╔══

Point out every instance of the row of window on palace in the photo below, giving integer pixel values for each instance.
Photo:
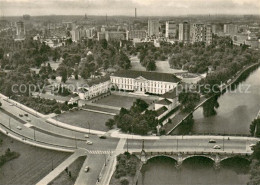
(133, 82)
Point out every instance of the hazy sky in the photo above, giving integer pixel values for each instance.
(126, 7)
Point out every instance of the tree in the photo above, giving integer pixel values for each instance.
(139, 106)
(124, 181)
(254, 173)
(62, 71)
(110, 123)
(151, 66)
(255, 127)
(188, 100)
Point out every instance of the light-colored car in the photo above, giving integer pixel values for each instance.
(216, 147)
(212, 141)
(86, 169)
(19, 128)
(89, 143)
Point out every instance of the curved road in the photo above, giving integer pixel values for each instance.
(40, 132)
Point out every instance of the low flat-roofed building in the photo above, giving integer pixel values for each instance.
(94, 88)
(144, 82)
(137, 34)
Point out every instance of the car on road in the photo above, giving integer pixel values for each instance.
(212, 141)
(19, 128)
(216, 147)
(251, 146)
(89, 143)
(102, 137)
(86, 169)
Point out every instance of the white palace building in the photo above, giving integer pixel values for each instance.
(144, 82)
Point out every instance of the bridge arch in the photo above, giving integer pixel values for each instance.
(162, 155)
(235, 157)
(203, 156)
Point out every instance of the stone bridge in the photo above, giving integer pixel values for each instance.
(179, 157)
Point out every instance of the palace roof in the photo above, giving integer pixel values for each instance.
(154, 76)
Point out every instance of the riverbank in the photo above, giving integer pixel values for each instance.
(181, 116)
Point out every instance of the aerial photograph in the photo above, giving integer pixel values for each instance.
(129, 92)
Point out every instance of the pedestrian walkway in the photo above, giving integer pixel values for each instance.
(56, 172)
(99, 152)
(97, 111)
(104, 106)
(108, 170)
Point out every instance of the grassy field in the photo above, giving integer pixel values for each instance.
(74, 169)
(32, 164)
(161, 66)
(81, 119)
(119, 101)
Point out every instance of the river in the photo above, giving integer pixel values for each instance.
(230, 113)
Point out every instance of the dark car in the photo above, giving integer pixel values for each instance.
(102, 137)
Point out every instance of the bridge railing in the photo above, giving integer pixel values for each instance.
(215, 134)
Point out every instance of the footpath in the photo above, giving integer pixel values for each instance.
(57, 171)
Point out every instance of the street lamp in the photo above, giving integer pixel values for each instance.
(177, 144)
(75, 140)
(34, 134)
(88, 128)
(9, 122)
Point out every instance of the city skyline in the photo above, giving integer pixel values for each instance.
(119, 7)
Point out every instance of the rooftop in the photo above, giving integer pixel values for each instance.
(161, 110)
(98, 80)
(166, 77)
(164, 102)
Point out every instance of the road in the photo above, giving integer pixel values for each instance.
(40, 132)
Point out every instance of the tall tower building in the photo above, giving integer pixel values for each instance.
(20, 30)
(171, 30)
(184, 32)
(197, 33)
(153, 28)
(208, 34)
(201, 33)
(230, 28)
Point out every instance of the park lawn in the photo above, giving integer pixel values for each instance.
(73, 169)
(161, 66)
(31, 166)
(81, 118)
(120, 101)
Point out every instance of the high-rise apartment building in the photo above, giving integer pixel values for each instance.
(197, 32)
(201, 33)
(184, 32)
(153, 28)
(139, 34)
(230, 29)
(20, 30)
(75, 35)
(171, 30)
(208, 34)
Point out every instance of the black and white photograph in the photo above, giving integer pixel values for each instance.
(129, 92)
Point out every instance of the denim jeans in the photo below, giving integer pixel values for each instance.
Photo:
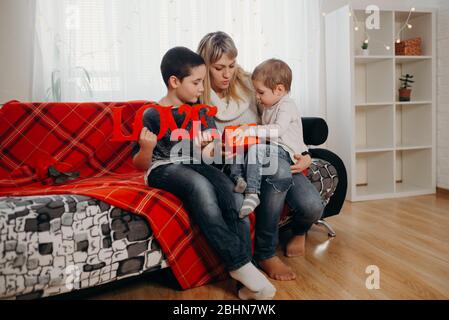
(276, 190)
(207, 194)
(259, 161)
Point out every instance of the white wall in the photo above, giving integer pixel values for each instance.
(330, 5)
(16, 54)
(443, 96)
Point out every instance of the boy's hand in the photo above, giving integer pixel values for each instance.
(302, 164)
(147, 139)
(203, 139)
(240, 134)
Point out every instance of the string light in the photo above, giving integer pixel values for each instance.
(367, 37)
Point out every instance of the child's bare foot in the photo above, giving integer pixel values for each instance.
(276, 269)
(296, 247)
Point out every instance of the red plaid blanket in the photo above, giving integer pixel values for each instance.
(76, 137)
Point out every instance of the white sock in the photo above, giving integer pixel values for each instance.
(251, 277)
(264, 294)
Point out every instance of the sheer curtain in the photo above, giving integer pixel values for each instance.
(110, 50)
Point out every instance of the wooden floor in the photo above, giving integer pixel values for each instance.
(407, 239)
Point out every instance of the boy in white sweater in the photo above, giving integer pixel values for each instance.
(281, 124)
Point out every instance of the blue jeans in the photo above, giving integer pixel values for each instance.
(259, 161)
(207, 194)
(276, 190)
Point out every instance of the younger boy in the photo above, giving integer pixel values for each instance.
(281, 124)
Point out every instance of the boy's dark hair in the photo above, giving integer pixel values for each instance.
(179, 62)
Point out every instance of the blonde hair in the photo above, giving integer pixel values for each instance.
(273, 72)
(211, 48)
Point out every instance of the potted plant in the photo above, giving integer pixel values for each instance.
(404, 91)
(365, 50)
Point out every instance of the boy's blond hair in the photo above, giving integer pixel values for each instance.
(211, 48)
(273, 72)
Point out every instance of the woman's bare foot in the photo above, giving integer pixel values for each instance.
(296, 247)
(276, 269)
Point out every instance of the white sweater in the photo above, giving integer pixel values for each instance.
(282, 124)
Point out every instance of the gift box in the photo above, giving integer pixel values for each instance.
(409, 47)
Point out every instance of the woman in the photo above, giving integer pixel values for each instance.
(206, 192)
(229, 88)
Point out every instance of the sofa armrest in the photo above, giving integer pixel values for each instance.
(336, 202)
(315, 130)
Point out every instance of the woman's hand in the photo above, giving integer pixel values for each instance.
(240, 134)
(147, 139)
(203, 139)
(302, 164)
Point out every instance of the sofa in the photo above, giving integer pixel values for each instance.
(75, 213)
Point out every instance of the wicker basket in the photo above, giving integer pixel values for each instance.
(409, 47)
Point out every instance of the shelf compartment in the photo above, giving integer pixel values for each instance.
(421, 27)
(374, 127)
(374, 82)
(413, 125)
(413, 170)
(374, 173)
(379, 39)
(422, 72)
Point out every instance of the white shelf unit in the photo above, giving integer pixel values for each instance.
(388, 146)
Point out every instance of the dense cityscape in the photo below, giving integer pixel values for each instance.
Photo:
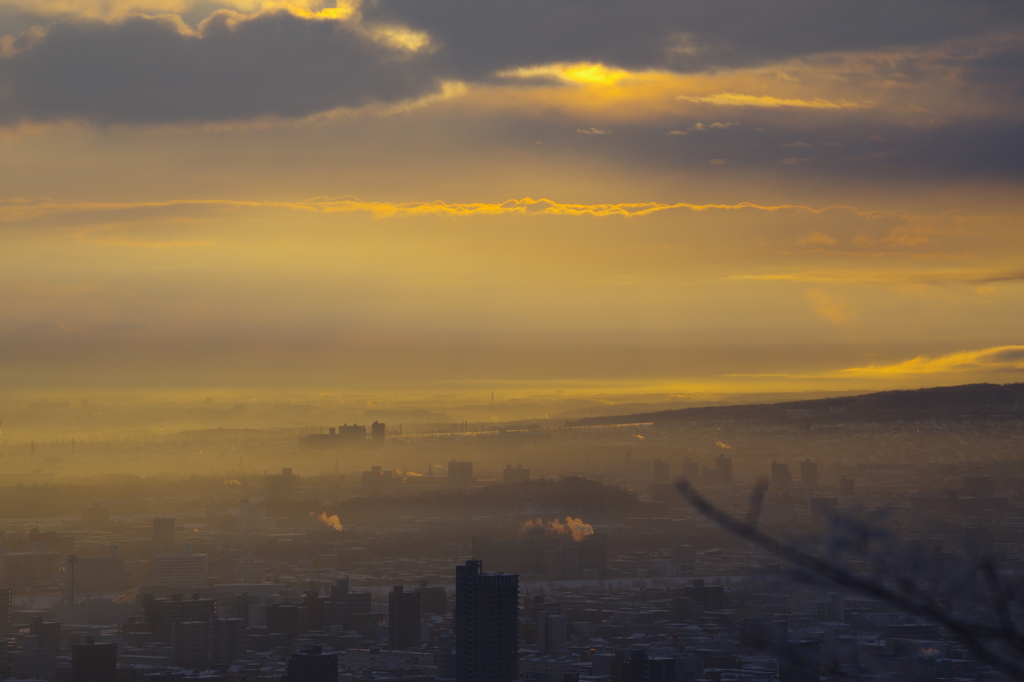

╚══

* _EXERCISE REQUIREMENTS_
Transcribe everything above exactly. Do not include the pictures.

* _RESULT OF THIS EXERCISE_
Point out every instance of the row of window on palace in the photo below, giving integer pixel values for each instance.
Photo:
(133, 82)
Point out every instance of the hazy sky in the photo above, giving integer pixel values for each instance.
(126, 7)
Point out every instance of the tree in the photo above, giving integer pixel values for each instance.
(139, 106)
(124, 181)
(254, 173)
(62, 71)
(110, 123)
(151, 66)
(255, 127)
(188, 100)
Point out every instance of the light-colored car in the photo above, giving integer pixel values for each instance.
(216, 147)
(212, 141)
(86, 169)
(19, 128)
(89, 143)
Point out every instance of the curved road in the photo above, giving integer pixel values for each instance.
(40, 132)
Point out every instance of the low flat-roofed building in the photo above, giving integer pixel values for each instance.
(94, 88)
(144, 82)
(137, 34)
Point out every instance of the car on road in the photo above, giving integer pixel values for each instance.
(212, 141)
(19, 128)
(216, 147)
(251, 146)
(89, 143)
(102, 137)
(86, 169)
Point out every instance of the white palace building in the photo above, giving integer pixel values for each instance.
(144, 82)
Point out every instance of the bridge arch in the photo above, giving integer pixel values for each instance.
(162, 155)
(235, 157)
(203, 156)
Point out every instance of the stone bridge in the photo above, giving integer pixel values for each instance.
(179, 157)
Point out every instance of the palace roof in the photo above, giving integer pixel values for each instance.
(154, 76)
Point out every instance of the riverbank in the photo above, giving integer pixel values for each instance.
(181, 116)
Point out every instance of the aerial photograph in the photo above, giving integer pixel values for each instance.
(129, 92)
Point out every instance of the pedestrian walkway in the photo above, giving integer pixel values for each instance.
(56, 172)
(99, 152)
(97, 111)
(104, 106)
(108, 170)
Point out every instance of the grassy field in the photo above, giving integer pixel values for each instance.
(74, 169)
(32, 164)
(161, 66)
(81, 119)
(119, 101)
Point out every instance of the river in the photo above, giving integer pixel values for each instance.
(230, 113)
Point out every instance of the dark car in the photo above, giving integer pixel values for each instance.
(102, 137)
Point out every instance of the bridge railing in the photo above, giving integer pixel values for each instance.
(215, 134)
Point out every instance of the footpath in the photo above, giving integer pixel values for each instance.
(57, 171)
Point out every instance of the street lamp in the photo above, giving integer pixel values for each instance.
(177, 144)
(75, 140)
(34, 134)
(88, 128)
(9, 122)
Point out every instance of the city skyline in the photo above, giving integer pixel values for each instance.
(119, 7)
Point out every instance of the rooftop in the photo above, giving integer pixel values for each instance.
(161, 110)
(98, 80)
(166, 77)
(164, 102)
Point out every instance of the road in the photo above, giving integer pixel values for each instance.
(40, 132)
Point out every instance of the tall tower building in the photo above, giving integer pixel values for each instance.
(20, 30)
(171, 30)
(184, 32)
(197, 33)
(153, 28)
(208, 34)
(201, 33)
(230, 28)
Point out every instance of the park lawn in the photo above, giving integer pixel values for each instance.
(73, 169)
(161, 66)
(31, 166)
(81, 118)
(120, 101)
Point out every instance of the high-rise apartment building in the photo above, giving integer pixel values for each instance.
(197, 32)
(201, 33)
(184, 32)
(153, 28)
(139, 34)
(230, 29)
(20, 30)
(75, 35)
(171, 30)
(208, 34)
Point out every instance of the black and white photograph in the photo above, giving integer pixel values for each instance.
(129, 92)
Point out every instance of the denim jeans in the photo below, giving integer pixel values for each instance.
Photo:
(276, 190)
(207, 194)
(259, 161)
Point out every instance of the white wall in the photo above, giving integer pixel values for each instance.
(330, 5)
(16, 54)
(443, 96)
Point out every instance of the boy's hand in the photo above, giving integer pixel values for each instance.
(302, 164)
(147, 139)
(203, 139)
(240, 134)
Point out every instance of the string light in the photo above, giving integer pixel values for each instance.
(367, 37)
Point out every instance of the child's bare foot in the photo above, giving integer pixel values for each instance.
(276, 269)
(296, 247)
Point out every instance of the red plaid blanket in the photo above, giving integer pixel values for each instance.
(76, 137)
Point out every instance of the white sock in the photo above, giving integer pixel values for each instance.
(251, 277)
(264, 294)
Point out every instance of the sheer curtain in the photo above, giving integer pixel values for each instance.
(110, 50)
Point out every instance of the wooden floor in the photo above, giving integer pixel values for each instance.
(407, 239)
Point out every instance of the boy in white sweater in the photo above, giving integer pixel values for each instance.
(281, 124)
Point out every instance of the blue jeans in the photo above, giving integer pixel values for each instance.
(259, 161)
(207, 194)
(276, 190)
Point out every instance of the younger boy in the photo above, giving integer pixel values for each instance.
(281, 124)
Point out every instance of the boy's dark hair in the photo above, giving integer pixel values for each instance.
(179, 62)
Point out every instance of the blonde hair in the photo above, giving integer pixel values for each instance.
(273, 72)
(211, 48)
Point out every instance of the potted plant in the photo above, giving integer pixel values for each instance.
(404, 91)
(365, 50)
Point out every instance of the boy's blond hair in the photo above, giving integer pixel values for each instance.
(211, 48)
(273, 72)
Point out every instance of the woman's bare foot in the photo above, giving integer pixel values for each instance.
(296, 247)
(276, 269)
Point out every instance of the white sweater in the photo above, giving integer pixel values for each instance.
(282, 124)
Point out every instance of the gift box in the photo above, giving integer pixel values for each instance.
(409, 47)
Point out every instance of the woman in the photo above, giving integer pixel values for each instance.
(206, 192)
(229, 88)
Point out every instance of the sofa armrest in the photo above, giving integer pixel values for each instance.
(336, 202)
(315, 130)
Point out every instance of the woman's hand in the photo above, giving integer pixel values for each instance.
(240, 134)
(147, 139)
(203, 139)
(302, 164)
Point out every instance of the sofa in the photo above, giving integer pixel values for each instance.
(75, 213)
Point out every instance of the wicker basket in the photo above, giving integer pixel values for each instance.
(409, 47)
Point out every instance of the shelf compartment in the photo above, giving integer pixel values for each instance.
(421, 27)
(374, 127)
(374, 82)
(413, 125)
(413, 170)
(374, 173)
(379, 39)
(422, 72)
Point out every instance of the white shelf unit in the photo above, giving integer pixel values for each instance.
(388, 146)
Point out every instance of the dense cityscape in the photo below, giving integer pixel values for each instance.
Photo:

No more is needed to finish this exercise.